>> Start Source material

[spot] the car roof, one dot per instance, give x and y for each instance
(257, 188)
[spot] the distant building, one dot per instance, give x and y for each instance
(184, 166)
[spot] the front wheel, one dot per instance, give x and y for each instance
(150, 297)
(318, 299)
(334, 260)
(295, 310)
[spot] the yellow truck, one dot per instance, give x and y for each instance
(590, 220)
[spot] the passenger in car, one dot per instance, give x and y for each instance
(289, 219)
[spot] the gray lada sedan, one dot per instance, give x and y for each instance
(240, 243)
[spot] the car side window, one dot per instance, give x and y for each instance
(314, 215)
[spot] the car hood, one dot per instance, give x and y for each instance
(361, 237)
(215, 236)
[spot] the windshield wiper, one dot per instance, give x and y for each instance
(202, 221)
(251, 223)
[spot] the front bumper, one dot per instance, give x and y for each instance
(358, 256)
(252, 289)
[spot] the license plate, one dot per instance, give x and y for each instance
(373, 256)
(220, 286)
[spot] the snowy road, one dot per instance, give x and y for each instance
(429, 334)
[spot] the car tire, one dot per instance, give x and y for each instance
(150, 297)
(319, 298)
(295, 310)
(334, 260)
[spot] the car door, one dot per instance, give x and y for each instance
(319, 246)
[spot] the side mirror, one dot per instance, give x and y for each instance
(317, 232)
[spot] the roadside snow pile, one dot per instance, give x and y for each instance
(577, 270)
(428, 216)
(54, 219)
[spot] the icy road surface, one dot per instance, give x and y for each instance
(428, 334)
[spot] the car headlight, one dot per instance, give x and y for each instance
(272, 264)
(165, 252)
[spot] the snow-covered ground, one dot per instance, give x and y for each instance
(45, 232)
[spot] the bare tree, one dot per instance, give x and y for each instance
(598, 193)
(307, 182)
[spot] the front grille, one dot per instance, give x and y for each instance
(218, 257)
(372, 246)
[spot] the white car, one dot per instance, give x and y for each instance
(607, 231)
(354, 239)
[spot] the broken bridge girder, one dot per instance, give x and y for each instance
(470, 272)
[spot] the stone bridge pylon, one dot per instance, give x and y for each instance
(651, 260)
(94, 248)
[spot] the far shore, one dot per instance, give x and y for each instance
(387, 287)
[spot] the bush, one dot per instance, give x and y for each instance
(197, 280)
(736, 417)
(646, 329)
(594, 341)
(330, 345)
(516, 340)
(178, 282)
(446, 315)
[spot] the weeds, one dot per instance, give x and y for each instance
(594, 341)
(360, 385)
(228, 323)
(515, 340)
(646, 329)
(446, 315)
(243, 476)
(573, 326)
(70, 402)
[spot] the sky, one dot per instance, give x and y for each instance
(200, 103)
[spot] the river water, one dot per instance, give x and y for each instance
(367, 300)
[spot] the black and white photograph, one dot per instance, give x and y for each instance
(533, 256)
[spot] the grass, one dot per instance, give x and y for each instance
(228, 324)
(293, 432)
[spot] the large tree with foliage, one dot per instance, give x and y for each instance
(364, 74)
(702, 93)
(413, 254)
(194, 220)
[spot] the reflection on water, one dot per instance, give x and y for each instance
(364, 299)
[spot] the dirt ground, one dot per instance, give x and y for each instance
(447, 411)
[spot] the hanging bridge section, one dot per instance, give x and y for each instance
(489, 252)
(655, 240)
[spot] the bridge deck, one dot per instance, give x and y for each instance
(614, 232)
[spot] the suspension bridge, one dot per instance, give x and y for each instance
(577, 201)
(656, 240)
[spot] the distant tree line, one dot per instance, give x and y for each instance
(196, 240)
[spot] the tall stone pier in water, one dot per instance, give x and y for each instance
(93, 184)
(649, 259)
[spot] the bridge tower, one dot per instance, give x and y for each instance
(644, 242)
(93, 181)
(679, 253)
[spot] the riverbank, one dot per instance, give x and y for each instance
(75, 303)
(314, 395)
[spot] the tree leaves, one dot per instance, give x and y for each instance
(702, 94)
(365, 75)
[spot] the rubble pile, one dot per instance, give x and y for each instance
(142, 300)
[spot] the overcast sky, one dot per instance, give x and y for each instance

>> End Source material

- **Request**
Everything from the line containing "[spot] the weeds, one" to the last line of the entries above should be quoted exactly, and only that.

- **Response for this exercise**
[spot] the weeds, one dot per instance, give x and y for each instance
(594, 341)
(360, 385)
(228, 323)
(515, 340)
(646, 329)
(446, 315)
(243, 476)
(573, 326)
(70, 402)
[spot] the sky, one dot per instance, give x and y for each instance
(200, 103)
[spot] the river water, one dot per instance, give x and y for each instance
(367, 300)
[spot] the black and white photograph, one dot per instance, give x and y for each instance
(533, 256)
[spot] the grass, one dot per instance, give x and y for each instance
(228, 324)
(293, 432)
[spot] the large tree with foliage, one dot per instance, give x and y for each instance
(364, 74)
(702, 93)
(413, 254)
(194, 220)
[spot] the reflection on water, one dot per instance, give x and y for each instance
(364, 299)
[spot] the dirt ground, one dot per instance, give x and y for each instance
(447, 411)
[spot] the hanging bridge section, one dot per instance, give x and y for each instance
(489, 252)
(655, 240)
[spot] the bridge deck, one dot per instance, give x and y for each instance
(614, 232)
[spot] the suspension bridge, one dot per instance, give x and y for each instance
(577, 201)
(656, 240)
[spot] the distant tree line, one dot per instance, give x and y for each instance
(196, 240)
[spot] the tall stone pier in water, one dot per instance, give x and y for each instance
(93, 184)
(649, 259)
[spot] the bridge tower, one dot per instance, give x and y for each instance
(644, 242)
(93, 181)
(679, 253)
[spot] the riverbank, one dot per instance, give x and y for each instance
(75, 303)
(314, 395)
[spot] the tree leaves, one dot per instance, give x and y for each instance
(702, 94)
(365, 75)
[spot] the rubble pile, one dot per instance, give x and y for each instance
(142, 300)
[spot] the overcast sky, one dot per instance, give x and y for each instance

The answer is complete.